Passage provided>

----

Failing to Auto Scale Elasticsearch in Kubernetes

Introduction

In Lounge by Zalando, we run an Elasticsearch cluster in Kubernetes to store user facing article descriptions. Our business model is such that we receive about three times the normal load during the busy hour in the morning and therefore we use schedules to automatically scale in and out applications to handle that peak. If scaling out in the morning fails, we face a potential catastrophe. This is a story of one such case.

First anomaly

Early Tuesday morning, our on-call engineer received an alert about too few running Elasticsearch nodes. We started executing the playbook to handle such a case, but before we had time to go through all the steps, the missing nodes popped up and the alert closed on its own. Catastrophe avoided for now, but after a cup of coffee, follows the root cause analysis.

Investigating the logs it turned out that the cluster had failed to fully scale down for the night. The cluster was configured to run 6 nodes during the night, but it got stuck running 7 nodes.

To understand why that happened and why it is interesting, a little bit of context is required. We run Elasticsearch in Kubernetes using es-operator. Es-operator defines a Kubernetes custom resource, ElasticsearchDataSet (EDS), that describes the Elasticsearch cluster. It monitors changes to it and maintains a StatefulSet that consists of pods and volumes that implement the Elasticsearch nodes. We’ve configured our cluster so that the pods running it are spread across all AWS availability zones, and Elasticsearch is configured to spread the shards across the zones.

For us, the schedule based scaling is implemented by a fairly complex set of cronjobs that change the number of nodes by manipulating the EDS for our cluster. There’s separate cronjobs for scaling up at various times of day and scaling down at other times of day.

The pods in a StatefulSet are numbered and the one with the highest number is always chosen for removal when scaling in. Just before the nightly scale got reached, we were running the following pods in the shown availability zones:

es-data-production-v2-0 eu-central-1b es-data-production-v2-1 eu-central-1c es-data-production-v2-2 eu-central-1b es-data-production-v2-3 eu-central-1c es-data-production-v2-4 eu-central-1c es-data-production-v2-5 eu-central-1c es-data-production-v2-6 eu-central-1a

The pod to be scaled in next is es-data-production-v2-6. First step in this is for es-operator to drain the node, i.e. request elasticsearch to relocate any shards out of it. Here though, the node to be drained is the only one located in eu-central-1a. Due to our zone awareness configuration, Elasticsearch refused to relocate the shards in it. Es-operator has quite simple logic here: It requests for shards to be relocated, check whether it happened and keep retrying for 999 times before giving up. This kept happening throughout the night and quite unbelievably, retries were done just two minutes after we got the alert. Then, es-operator carried on with scaling out and the problem resolved itself. The timing here is quite surprising, but occasionally such things occur.

----

Data entries>

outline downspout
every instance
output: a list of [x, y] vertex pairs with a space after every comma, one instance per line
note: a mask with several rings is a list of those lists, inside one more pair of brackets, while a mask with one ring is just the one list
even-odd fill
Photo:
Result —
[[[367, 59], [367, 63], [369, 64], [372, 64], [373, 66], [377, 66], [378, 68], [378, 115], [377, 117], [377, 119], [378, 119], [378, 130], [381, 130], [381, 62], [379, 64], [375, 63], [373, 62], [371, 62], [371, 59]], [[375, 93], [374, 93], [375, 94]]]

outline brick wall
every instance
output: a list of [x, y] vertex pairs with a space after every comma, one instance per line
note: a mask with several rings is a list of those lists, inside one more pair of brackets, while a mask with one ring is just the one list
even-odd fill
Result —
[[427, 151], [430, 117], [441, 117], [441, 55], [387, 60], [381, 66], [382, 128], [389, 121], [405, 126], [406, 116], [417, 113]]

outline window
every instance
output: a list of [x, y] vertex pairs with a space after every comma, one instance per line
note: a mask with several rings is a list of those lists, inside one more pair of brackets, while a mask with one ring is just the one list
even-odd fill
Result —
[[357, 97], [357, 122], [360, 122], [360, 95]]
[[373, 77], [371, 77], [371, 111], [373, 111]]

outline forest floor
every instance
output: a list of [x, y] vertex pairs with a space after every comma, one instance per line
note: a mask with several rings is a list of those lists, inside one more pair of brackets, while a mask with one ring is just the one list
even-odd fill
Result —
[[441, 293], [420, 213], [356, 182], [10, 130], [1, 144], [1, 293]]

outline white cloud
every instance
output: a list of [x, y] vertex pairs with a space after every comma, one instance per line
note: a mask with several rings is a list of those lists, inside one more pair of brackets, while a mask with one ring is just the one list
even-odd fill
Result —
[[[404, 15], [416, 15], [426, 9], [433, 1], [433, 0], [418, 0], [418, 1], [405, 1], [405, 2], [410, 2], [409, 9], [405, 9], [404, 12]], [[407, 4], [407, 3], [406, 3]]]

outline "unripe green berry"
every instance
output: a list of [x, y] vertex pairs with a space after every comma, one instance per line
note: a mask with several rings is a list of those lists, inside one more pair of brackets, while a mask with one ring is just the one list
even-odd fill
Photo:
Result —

----

Stated exercise A>
From the Elasticsearch scaling account, reproduce the passage from "Introduction" up to and including "root cause analysis.".
Stated exercise B>
According to the Elasticsearch scaling account, why did Elasticsearch refuse to relocate the shards out of es-data-production-v2-6? Answer in one to three sentences.

Exercise result A>
Introduction

In Lounge by Zalando, we run an Elasticsearch cluster in Kubernetes to store user facing article descriptions. Our business model is such that we receive about three times the normal load during the busy hour in the morning and therefore we use schedules to automatically scale in and out applications to handle that peak. If scaling out in the morning fails, we face a potential catastrophe. This is a story of one such case.

First anomaly

Early Tuesday morning, our on-call engineer received an alert about too few running Elasticsearch nodes. We started executing the playbook to handle such a case, but before we had time to go through all the steps, the missing nodes popped up and the alert closed on its own. Catastrophe avoided for now, but after a cup of coffee, follows the root cause analysis.

Exercise result B>
The pod es-data-production-v2-6 was the only one in eu-central-1a, and Elasticsearch is configured to spread shards across availability zones. Because of this zone awareness configuration, Elasticsearch would not move the shards out of that node, so es-operator could not drain it.